(Collected data)
*** Block opens ***
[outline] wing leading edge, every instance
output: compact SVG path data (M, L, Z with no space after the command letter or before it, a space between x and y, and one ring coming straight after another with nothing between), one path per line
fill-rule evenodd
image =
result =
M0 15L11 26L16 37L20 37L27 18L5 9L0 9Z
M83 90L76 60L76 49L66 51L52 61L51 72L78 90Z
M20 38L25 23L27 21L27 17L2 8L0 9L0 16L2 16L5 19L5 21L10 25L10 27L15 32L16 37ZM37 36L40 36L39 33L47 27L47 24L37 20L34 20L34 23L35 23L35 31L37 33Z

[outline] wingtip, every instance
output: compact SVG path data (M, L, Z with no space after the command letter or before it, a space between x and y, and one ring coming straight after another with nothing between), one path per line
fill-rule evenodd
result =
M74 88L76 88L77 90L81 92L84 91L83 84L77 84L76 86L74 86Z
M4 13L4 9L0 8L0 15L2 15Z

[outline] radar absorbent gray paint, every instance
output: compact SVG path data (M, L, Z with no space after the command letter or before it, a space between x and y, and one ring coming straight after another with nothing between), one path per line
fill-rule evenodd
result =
*** Block closes ***
- _Your instructions_: Scan the entries for lines holding the string "outline", then copy every one of them.

- _Answer space_:
[outline] wing leading edge, every instance
[outline] wingtip, every instance
[outline] radar absorbent gray paint, every instance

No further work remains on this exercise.